▸ **Information shown**

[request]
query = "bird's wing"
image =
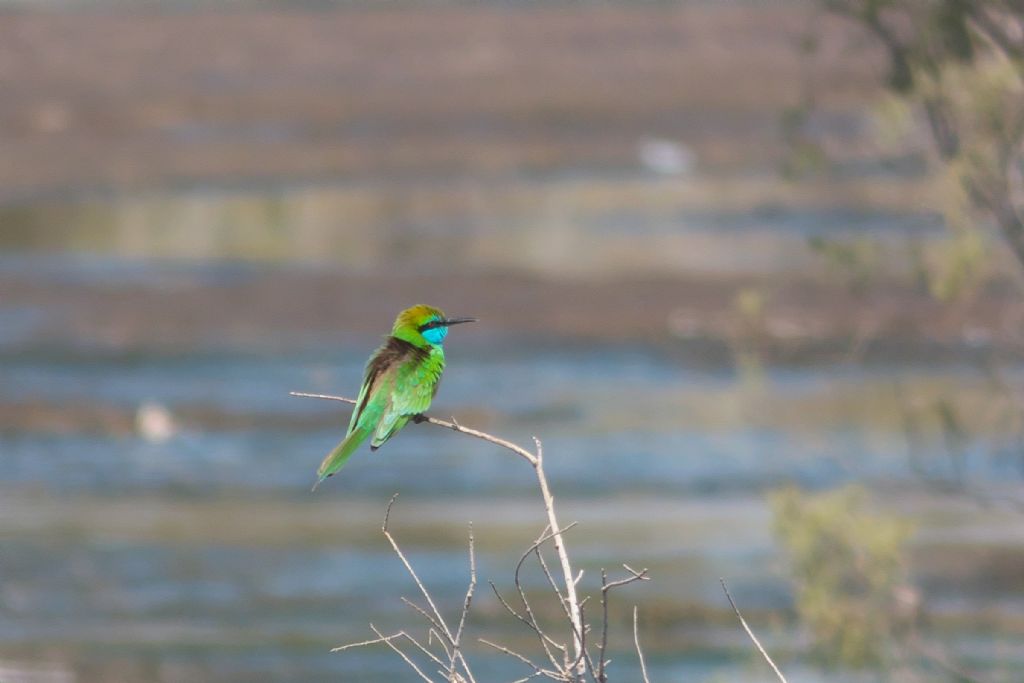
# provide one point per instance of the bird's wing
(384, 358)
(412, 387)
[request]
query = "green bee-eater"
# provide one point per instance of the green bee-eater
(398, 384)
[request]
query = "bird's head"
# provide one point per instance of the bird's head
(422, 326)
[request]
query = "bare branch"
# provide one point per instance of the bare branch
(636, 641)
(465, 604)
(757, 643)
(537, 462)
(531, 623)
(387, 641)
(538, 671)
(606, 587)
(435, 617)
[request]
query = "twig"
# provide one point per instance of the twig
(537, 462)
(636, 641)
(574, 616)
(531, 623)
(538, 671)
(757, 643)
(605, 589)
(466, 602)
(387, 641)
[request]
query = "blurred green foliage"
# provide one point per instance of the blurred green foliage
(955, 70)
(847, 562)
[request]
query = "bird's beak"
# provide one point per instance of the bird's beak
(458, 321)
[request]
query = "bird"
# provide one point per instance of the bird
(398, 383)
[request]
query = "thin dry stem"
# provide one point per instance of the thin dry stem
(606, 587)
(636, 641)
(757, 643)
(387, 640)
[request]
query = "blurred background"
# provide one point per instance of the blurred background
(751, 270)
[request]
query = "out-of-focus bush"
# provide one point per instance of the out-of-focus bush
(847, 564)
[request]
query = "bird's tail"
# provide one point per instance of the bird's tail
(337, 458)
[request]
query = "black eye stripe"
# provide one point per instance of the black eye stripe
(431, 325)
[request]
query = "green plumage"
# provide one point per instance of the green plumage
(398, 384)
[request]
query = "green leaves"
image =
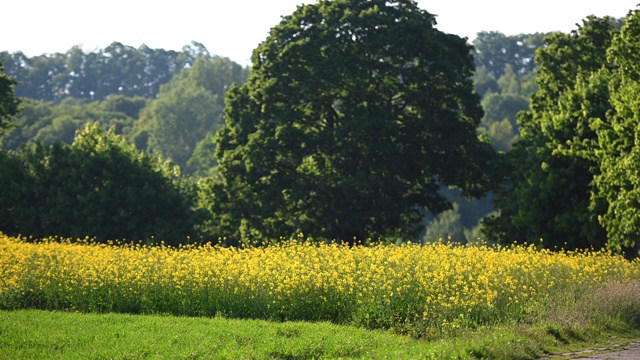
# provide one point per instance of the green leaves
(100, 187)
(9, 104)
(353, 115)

--

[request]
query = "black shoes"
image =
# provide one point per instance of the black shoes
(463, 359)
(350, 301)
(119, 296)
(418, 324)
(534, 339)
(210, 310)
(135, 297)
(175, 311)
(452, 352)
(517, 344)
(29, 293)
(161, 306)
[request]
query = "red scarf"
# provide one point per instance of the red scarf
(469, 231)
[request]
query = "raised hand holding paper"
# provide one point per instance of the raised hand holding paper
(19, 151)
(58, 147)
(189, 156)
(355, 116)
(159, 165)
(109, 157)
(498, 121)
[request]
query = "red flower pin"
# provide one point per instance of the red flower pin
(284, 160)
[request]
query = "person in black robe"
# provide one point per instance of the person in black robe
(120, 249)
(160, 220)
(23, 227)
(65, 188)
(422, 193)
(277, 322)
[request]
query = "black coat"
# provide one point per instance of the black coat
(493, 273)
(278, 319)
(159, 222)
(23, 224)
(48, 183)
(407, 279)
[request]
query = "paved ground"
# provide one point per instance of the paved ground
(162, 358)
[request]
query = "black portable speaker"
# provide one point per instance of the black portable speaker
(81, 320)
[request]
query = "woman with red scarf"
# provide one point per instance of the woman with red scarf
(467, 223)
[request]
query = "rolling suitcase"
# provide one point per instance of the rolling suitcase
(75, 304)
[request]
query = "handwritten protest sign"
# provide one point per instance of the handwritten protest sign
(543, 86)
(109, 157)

▸ **Goal**
Find every line above that contains the word "with" and copy each one. Matching is case-sensitive.

▸ **Solution for this task**
query = "woman with red scarf"
# provide one point per instance of the woman with red scarf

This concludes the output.